Carry on the finance column below about zero-day options and securities fraud suits, starting right after its final sentence.

* BEGIN Passage *

As it happens, Susquehanna is salivating over single-stock 0dtes but Robinhood, less so:

In closed-door industry meetings, retail brokerages such as Robinhood Markets, Schwab, Tastytrade and Morgan Stanley’s E*Trade have advocated for a cautious approach, concerned they could face a customer backlash if investors’ options trades blow up, the people said. 

Other firms—including Susquehanna International Group, a huge options-market maker, and Nasdaq—have actively promoted bringing daily expirations to single-stock options, the people said. Both market makers and exchanges stand to benefit from the volumes that could come from further growth in the #0dte phenomenon.

The retail brokers basically make money if their customers are happy; the market makers basically make money by trading against them. There is an overlap in their interests, but it is not complete. If Robinhood gives its customers new ways to lose money faster, that’s probably bad for Robinhood in the long term, but it’s very good for whoever is on the other side of those trades.

Keurig

The basic theory of “everything is securities fraud” is this. A US public company does a bad thing, or a bad thing happens to it. When the bad thing becomes public, the stock drops. Shareholders sue, saying “we didn’t know about the bad thing, so we bought the stock, and then it dropped, so that was fraud.”

* END Passage *
* BEGIN Dataset extract *

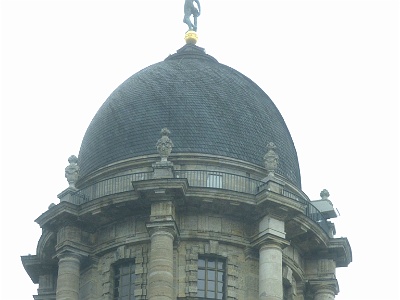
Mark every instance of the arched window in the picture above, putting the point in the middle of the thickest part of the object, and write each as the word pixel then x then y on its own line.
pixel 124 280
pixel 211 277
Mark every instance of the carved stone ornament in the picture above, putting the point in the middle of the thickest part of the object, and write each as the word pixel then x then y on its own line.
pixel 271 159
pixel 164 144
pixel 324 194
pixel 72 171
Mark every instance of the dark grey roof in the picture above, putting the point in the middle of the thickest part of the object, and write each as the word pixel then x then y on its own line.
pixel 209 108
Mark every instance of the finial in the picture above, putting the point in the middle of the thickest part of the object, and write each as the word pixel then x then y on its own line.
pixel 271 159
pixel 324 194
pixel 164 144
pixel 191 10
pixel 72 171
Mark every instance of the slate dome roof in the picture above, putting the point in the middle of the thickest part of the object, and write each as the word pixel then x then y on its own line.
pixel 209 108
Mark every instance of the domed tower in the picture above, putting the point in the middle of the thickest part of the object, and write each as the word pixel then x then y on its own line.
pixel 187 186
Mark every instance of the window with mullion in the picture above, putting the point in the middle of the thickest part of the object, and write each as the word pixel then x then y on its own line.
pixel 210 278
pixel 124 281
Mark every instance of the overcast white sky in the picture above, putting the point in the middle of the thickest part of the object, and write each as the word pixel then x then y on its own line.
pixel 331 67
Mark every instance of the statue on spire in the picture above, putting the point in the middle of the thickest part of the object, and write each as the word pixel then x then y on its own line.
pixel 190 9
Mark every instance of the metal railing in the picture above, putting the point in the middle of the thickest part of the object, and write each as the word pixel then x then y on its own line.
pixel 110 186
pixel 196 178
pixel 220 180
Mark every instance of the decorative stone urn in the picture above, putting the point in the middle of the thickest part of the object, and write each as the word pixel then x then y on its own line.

* END Dataset extract *

## The output
This is a general enough pattern that I often write that any bad thing that a public company does is also securities fraud. But this is not strictly true, and there are at least two cases that do not fit this pattern:

  1. Technically, the fraud lawsuit requires some sort of misrepresentation. It is generally very easy to find this sort of misrepresentation — the company’s public filings say “we have a code of ethics,” the company’s chief executive officer does something bad, the lawsuit says “you disclosed you had a code of ethics, which made us think the CEO wouldn’t do something bad” — but there could be exceptions. If a public company’s disclosures included a prominent risk factor saying “our CEO does mixed martial arts and if he gets punched in the face that will be bad for our business,” and then the CEO gets punched in the face, and the company puts out a press release 15 seconds later saying “he got punched in the face really hard and that’s bad,” and the stock drops, then it’s hard — not impossible, but hard — for shareholders to argue that they were deceived. If the disclosure is really good, even if a bad thing happens and the stock drops, that is probably not securities fraud.
  2. Conversely, if the disclosure is bad, and then it is corrected, and the stock doesn’t drop, then nobody is going to sue. If the company has a risk factor saying “our CEO does mixed martial arts,” and then it puts out a press release saying “actually we just pretended he does mixed martial arts to make him seem cool, he doesn’t really, really he enjoys crocheting,” and the stock goes up, then who is going to sue? 

I suppose the answer to that last question is “the SEC”? If a public company says something in its public disclosures, and that thing is wrong, but not in a way that is material to investors — it doesn’t affect the stock price — that is still potentially a violation of the rules, and the US Securities and Exchange Commission could still get involved.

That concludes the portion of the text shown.